Continue the text on the Dowland song from the First Booke of Songes or Ayres, starting after its final line.

**TEXT SEGMENT**
------------------------------------------------------------------------

It was included in Dowland's First Booke of Songes or Ayres, which appeared in 1597. The piece is often performed as a lute song by soloist and lute, but, like other songs in the First Booke, it is printed in a format that can also be performed as a madrigal by a small vocal group (typically SATB).

The first two verses are addressed to the lover. The later verses speak to the reader about the lover, and the singer's thoughts. In the first verse, the words "to touch, to kiss, to die, with thee again in sweetest sympathy" use the Elizabeth euphemism of "dying" for experiencing orgasm, literally, "come again! sweet love". But the poet's later thoughts shift to ideas of actual death, dying "in deadly pain". His love is unrequited, so he asks "Love", that is "Eros" or "Cupid" to withdraw his "wounding dart" that inspires a person to love.

== Lyrics ==

Come again!
Sweet love doth now invite
Thy graces that refrain
To do me due delight,
To see, to hear, to touch, to kiss, to die,
With thee again in sweetest sympathy.

Come again!
That I may cease to mourn
Through thy unkind disdain;
For now left and forlorn
I sit, I sigh, I weep, I faint, I die
In deadly pain and endless misery.

------------------------------------------------------------------------

**GIVEN RECORDS**
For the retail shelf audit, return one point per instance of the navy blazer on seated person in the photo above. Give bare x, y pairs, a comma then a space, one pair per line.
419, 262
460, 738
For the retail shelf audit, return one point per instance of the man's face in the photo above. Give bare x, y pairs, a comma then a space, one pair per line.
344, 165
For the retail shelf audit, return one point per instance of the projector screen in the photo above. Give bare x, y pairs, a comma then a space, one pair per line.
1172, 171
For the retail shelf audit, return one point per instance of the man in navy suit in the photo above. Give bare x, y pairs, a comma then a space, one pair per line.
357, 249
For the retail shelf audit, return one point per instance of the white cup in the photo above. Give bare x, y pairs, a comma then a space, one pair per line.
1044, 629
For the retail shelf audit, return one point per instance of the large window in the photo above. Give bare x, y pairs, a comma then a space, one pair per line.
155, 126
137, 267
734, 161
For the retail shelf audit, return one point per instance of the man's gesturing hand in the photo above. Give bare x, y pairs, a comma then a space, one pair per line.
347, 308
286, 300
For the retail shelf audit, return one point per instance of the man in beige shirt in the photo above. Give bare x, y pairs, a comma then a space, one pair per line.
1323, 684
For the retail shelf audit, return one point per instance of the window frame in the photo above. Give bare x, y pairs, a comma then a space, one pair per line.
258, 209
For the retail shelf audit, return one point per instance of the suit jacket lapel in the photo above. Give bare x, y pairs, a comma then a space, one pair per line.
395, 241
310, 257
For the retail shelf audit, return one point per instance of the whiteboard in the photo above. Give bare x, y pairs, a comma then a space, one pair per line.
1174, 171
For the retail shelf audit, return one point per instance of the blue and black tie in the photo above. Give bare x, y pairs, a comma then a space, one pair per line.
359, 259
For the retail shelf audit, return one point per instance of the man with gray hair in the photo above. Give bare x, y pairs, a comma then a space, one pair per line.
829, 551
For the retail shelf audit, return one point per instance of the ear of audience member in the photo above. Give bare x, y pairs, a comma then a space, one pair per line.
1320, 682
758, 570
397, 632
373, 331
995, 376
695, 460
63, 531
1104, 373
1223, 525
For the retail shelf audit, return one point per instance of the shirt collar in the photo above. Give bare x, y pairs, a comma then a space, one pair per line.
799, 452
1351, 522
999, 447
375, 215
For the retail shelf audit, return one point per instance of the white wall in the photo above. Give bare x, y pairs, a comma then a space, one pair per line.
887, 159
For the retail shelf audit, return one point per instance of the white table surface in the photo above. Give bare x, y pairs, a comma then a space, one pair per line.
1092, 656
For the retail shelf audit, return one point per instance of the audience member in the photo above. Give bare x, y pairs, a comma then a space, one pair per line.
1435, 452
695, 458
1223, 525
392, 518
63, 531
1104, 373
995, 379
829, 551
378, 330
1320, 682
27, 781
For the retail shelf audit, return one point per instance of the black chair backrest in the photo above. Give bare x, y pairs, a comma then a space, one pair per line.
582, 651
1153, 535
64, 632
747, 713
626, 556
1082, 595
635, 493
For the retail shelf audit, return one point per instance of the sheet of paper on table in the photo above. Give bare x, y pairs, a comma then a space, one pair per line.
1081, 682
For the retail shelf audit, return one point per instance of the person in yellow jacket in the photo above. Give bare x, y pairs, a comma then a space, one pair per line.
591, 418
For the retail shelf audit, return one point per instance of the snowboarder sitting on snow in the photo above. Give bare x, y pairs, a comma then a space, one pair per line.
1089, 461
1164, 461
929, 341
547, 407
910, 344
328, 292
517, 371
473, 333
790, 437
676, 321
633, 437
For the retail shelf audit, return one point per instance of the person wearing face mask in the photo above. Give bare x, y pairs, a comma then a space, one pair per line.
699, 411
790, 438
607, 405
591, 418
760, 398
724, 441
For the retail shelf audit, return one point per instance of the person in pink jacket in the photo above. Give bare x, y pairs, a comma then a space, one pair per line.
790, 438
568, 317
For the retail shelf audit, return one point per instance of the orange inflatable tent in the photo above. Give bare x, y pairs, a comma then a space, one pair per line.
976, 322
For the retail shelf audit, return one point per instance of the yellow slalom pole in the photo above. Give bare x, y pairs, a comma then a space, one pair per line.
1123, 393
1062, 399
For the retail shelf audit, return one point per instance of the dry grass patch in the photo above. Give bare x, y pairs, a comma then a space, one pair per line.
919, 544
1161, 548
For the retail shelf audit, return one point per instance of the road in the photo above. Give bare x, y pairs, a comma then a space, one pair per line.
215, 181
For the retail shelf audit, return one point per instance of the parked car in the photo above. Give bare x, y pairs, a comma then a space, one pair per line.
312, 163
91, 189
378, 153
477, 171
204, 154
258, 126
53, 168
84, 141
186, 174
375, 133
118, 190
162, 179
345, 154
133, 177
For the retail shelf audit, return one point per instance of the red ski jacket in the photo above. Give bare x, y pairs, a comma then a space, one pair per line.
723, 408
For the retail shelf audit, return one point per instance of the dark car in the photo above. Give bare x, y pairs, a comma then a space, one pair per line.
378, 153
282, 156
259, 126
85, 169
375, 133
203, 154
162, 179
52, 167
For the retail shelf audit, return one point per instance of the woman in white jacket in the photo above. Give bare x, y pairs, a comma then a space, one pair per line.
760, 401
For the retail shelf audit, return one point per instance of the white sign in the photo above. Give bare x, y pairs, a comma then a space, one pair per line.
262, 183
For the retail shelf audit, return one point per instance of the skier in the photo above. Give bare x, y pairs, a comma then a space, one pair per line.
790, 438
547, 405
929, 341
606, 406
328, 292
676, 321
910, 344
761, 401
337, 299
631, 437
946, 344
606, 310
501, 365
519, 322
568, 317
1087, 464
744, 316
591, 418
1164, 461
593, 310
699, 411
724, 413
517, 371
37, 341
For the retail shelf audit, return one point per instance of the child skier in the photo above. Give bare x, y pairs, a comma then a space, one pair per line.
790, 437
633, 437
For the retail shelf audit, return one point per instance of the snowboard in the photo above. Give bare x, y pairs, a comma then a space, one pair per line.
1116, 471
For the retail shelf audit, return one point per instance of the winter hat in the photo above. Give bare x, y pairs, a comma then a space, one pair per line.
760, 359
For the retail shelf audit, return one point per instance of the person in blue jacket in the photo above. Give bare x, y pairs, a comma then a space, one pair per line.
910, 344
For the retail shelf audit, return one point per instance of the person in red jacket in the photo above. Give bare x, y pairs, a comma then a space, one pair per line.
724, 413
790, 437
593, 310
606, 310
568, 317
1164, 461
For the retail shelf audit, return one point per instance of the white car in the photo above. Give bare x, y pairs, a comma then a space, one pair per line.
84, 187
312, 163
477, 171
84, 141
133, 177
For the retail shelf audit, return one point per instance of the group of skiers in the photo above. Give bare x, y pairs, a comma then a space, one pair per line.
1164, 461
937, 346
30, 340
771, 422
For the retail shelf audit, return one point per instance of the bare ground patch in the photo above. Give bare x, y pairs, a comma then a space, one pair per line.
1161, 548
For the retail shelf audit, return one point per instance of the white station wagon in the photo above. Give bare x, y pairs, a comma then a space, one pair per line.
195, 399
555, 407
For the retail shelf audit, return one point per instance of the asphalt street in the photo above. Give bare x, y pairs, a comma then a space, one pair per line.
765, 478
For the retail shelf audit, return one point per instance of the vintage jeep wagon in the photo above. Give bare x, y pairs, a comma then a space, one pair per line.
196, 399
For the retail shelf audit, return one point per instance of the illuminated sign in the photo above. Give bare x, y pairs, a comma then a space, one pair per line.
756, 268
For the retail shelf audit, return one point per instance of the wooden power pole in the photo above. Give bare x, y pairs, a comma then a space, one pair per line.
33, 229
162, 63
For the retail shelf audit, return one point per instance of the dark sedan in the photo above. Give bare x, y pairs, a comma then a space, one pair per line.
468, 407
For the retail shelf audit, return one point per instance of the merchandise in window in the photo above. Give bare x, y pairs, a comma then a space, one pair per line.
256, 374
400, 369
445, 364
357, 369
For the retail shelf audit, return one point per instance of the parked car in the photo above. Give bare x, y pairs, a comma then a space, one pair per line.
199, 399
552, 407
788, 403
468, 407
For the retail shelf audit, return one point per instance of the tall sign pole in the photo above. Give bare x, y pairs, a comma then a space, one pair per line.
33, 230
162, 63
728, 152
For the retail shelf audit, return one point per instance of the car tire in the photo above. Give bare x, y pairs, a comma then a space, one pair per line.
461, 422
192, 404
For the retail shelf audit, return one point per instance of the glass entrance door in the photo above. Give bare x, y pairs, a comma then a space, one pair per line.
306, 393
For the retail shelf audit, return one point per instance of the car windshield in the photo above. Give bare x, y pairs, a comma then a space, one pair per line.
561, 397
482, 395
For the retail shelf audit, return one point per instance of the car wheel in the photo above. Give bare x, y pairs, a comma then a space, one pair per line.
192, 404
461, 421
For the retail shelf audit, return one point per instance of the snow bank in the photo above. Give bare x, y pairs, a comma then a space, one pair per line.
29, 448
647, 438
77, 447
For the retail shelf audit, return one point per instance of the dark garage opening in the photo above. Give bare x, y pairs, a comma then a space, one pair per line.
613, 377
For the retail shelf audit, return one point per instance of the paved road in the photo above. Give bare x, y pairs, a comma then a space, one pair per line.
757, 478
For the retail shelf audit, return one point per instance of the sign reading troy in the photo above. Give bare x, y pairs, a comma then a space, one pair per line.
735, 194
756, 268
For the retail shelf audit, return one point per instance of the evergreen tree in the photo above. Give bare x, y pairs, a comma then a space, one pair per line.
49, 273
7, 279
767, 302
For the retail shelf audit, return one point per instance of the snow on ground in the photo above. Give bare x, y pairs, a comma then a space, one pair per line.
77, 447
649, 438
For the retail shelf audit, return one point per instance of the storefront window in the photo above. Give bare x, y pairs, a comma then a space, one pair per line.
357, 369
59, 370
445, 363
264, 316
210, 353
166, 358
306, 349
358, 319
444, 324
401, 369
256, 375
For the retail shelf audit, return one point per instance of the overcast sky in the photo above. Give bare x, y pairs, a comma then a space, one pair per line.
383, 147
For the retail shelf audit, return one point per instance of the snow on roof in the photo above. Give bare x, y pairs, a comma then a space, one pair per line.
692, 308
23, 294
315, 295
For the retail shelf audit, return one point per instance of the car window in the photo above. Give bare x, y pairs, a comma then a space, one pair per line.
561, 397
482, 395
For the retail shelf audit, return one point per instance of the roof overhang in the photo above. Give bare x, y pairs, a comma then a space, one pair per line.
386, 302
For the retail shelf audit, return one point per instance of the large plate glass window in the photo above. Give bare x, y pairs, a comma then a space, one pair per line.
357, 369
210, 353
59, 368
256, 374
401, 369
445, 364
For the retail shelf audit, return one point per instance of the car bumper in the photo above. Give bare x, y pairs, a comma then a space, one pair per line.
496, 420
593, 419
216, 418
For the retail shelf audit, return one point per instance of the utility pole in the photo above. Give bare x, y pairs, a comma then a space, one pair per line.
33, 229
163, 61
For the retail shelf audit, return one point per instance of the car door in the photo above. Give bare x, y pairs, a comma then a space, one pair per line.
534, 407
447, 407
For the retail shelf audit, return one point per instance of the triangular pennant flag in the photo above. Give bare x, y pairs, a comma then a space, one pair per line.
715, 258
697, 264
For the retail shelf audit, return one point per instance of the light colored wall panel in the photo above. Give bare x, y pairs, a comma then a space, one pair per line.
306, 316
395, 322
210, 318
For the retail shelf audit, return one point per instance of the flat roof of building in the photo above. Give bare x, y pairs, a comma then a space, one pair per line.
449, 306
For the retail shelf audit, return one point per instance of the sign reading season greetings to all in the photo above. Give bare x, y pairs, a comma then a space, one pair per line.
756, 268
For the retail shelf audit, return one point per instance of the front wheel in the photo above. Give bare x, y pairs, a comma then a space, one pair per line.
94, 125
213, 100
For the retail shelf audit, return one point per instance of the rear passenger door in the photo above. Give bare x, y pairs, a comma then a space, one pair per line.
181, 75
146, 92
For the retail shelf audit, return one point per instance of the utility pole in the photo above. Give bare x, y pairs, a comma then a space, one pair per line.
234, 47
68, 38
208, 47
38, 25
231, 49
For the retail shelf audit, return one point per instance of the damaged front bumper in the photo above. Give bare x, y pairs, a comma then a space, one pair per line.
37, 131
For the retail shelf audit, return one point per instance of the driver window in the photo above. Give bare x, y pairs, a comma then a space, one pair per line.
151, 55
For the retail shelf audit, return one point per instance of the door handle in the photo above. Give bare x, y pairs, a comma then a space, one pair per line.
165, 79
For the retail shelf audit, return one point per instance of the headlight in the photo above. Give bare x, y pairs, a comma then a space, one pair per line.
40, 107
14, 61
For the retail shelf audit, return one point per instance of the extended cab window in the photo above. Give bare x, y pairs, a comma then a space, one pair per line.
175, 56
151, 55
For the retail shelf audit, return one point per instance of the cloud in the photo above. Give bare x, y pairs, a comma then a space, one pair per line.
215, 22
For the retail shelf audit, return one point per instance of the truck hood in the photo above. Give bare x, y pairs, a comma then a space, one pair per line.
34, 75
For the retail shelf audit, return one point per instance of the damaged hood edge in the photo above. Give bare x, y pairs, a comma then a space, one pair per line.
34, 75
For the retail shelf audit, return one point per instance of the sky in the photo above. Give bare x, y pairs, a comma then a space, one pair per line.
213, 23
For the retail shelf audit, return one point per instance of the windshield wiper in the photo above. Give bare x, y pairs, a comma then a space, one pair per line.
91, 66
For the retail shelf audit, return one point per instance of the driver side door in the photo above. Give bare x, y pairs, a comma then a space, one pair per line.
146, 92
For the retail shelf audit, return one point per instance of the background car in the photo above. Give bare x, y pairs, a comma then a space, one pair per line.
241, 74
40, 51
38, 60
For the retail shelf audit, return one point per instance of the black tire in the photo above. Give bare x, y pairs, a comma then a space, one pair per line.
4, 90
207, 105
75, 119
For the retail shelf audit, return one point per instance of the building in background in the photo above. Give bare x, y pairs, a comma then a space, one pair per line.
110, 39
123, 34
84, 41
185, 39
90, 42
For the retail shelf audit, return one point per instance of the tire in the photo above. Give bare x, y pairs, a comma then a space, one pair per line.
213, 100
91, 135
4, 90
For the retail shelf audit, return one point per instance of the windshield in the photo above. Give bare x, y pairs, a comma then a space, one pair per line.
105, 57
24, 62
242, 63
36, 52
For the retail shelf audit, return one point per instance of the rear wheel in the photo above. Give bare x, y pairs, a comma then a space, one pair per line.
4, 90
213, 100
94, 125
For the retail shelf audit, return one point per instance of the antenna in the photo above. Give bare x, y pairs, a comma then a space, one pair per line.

------------------------------------------------------------------------

**EXERCISE ANSWER**
All the day
The sun that lends me shine
By frowns do cause me pine
And feeds me with delay;
Her smiles, my springs that makes my joys to grow,
Her frowns the Winters of my woe.

All the night
My sleeps are full of dreams,
My eyes are full of streams.
My heart takes no delight
To see the fruits and joys that some do find
And mark the storms are me assign'd.

Out alas,
My faith is ever true,
Yet will she never rue
Nor yield me any grace;
Her eyes of fire, her heart of flint is made,
Whom tears nor truth may once invade.

Gentle Love,
Draw forth thy wounding dart,
Thou canst not pierce her heart;
For I, that do approve
By sighs and tears more hot than are thy shafts
Did tempt while she for triumph laughs.